╭─ Source material

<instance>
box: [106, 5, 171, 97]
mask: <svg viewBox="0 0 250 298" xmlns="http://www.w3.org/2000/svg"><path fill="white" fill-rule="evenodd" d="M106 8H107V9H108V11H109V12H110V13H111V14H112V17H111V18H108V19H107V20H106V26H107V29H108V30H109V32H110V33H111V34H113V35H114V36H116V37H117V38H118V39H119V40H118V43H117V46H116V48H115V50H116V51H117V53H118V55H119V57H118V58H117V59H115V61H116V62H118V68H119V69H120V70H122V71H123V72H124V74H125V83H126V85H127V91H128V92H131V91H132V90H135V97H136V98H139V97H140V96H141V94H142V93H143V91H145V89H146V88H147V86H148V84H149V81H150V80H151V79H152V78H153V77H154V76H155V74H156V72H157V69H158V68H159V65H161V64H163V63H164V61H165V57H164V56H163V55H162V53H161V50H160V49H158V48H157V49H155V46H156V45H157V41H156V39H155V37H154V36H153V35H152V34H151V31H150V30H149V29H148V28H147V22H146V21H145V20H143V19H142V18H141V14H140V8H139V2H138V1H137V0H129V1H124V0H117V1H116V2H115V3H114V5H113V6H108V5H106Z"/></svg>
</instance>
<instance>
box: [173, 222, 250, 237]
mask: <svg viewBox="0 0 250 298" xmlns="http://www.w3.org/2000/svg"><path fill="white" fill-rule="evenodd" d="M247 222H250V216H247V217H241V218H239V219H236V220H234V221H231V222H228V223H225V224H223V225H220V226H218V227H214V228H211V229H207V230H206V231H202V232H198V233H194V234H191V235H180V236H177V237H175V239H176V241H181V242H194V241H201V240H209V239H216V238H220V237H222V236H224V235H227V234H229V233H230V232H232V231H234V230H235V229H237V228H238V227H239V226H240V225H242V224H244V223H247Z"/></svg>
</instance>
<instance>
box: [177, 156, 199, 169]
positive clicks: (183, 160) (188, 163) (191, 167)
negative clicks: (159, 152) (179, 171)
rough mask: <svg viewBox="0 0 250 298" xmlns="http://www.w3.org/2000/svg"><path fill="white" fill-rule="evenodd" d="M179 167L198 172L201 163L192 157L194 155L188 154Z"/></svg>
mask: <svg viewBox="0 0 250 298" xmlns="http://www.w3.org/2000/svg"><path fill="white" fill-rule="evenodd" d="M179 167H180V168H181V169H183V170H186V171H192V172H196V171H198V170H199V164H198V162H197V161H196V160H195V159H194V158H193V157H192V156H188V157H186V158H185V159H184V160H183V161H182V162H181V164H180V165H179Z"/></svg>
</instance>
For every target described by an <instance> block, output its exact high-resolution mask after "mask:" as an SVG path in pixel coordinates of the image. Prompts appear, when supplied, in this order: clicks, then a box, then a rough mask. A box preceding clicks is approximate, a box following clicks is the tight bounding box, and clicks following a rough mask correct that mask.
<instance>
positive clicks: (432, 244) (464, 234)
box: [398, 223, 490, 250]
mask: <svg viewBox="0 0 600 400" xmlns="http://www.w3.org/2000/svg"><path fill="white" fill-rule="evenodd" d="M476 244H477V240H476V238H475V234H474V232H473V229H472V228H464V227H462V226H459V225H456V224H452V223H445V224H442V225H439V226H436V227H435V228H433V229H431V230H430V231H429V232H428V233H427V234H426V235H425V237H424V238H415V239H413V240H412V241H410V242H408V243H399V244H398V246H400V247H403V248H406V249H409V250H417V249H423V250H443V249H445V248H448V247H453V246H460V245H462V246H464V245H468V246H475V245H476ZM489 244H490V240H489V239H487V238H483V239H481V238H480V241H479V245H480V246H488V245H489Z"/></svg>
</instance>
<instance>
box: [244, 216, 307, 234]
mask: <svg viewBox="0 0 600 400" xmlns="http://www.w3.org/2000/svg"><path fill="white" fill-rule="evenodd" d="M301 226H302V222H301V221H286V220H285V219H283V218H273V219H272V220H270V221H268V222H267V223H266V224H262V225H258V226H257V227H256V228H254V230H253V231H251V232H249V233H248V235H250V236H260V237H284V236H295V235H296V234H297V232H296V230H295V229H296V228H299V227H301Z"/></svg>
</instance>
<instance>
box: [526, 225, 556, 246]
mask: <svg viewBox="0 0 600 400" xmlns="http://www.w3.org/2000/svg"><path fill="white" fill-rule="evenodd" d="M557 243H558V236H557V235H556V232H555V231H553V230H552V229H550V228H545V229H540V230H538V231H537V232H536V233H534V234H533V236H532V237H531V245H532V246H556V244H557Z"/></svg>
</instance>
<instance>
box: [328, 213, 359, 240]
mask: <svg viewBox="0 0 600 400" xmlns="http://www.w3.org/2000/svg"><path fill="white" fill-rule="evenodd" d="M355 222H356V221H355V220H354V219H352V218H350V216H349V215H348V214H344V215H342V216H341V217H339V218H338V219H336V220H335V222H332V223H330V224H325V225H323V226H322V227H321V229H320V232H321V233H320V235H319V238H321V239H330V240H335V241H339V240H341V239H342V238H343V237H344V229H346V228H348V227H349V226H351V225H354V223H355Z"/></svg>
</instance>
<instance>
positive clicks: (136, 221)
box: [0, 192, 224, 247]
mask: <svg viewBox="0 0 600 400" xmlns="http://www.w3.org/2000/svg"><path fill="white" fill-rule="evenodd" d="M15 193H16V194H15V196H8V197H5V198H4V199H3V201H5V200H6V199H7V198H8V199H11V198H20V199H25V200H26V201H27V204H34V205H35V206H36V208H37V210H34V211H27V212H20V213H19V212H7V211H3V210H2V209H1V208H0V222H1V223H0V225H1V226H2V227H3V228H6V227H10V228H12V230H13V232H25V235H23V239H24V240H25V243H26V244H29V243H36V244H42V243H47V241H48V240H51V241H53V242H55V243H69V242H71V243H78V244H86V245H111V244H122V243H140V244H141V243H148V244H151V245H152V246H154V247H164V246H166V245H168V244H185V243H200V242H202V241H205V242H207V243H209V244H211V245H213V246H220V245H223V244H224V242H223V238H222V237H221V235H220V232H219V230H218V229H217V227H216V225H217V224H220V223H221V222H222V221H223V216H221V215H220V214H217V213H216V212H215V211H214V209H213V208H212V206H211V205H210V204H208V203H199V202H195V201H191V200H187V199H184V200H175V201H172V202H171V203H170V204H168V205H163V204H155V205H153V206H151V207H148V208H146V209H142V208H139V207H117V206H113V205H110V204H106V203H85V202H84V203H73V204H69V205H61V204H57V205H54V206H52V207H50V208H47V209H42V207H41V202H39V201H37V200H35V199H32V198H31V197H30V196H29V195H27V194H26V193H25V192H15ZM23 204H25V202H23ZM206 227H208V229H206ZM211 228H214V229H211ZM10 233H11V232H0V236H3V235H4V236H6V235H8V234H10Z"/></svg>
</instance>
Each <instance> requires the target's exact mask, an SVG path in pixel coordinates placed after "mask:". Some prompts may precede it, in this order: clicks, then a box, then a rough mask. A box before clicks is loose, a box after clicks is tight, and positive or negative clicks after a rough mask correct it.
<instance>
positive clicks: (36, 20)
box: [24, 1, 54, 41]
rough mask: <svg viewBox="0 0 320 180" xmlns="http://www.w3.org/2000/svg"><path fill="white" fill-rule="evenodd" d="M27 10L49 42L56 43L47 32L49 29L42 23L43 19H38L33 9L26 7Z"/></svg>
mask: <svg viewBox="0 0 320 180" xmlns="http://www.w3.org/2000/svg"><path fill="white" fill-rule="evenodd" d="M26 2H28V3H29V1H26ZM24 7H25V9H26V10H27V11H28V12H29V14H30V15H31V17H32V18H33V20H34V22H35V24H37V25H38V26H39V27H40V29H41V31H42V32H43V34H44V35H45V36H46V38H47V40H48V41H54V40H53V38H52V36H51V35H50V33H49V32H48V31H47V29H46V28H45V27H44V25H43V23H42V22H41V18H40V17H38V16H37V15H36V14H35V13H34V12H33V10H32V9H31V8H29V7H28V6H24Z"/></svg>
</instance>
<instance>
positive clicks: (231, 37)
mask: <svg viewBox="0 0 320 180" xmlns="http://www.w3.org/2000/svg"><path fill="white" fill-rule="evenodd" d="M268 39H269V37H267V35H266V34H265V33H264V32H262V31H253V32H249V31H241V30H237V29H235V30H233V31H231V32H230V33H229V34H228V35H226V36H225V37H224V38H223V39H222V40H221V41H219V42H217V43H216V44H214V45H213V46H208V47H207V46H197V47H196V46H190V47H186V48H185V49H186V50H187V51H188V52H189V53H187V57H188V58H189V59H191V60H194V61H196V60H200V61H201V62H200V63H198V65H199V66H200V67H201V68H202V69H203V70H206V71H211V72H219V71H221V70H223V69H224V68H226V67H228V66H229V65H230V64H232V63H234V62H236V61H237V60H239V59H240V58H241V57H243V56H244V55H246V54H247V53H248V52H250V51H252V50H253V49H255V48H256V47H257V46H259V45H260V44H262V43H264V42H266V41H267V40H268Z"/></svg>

╰─

Task details - When a line of the records includes "order", that line belongs in the answer.

Result -
For every target described by an <instance> block, output its exact high-resolution mask after "mask:" as an SVG path in pixel coordinates of the image. Prompts appear, when supplied, in this order: clicks, then a box, then a rough mask. A box preceding clicks is approximate, a box following clicks is the tight bounding box, and clicks following a rough mask correct that mask.
Each <instance> requires the target's exact mask, an SVG path in pixel coordinates placed after "mask:". Some prompts may precede it, in this order: clicks, then a box, then a rough mask. A box before clicks is loose, a box after clicks is tight, and positive or negative clicks after a rough mask correct it.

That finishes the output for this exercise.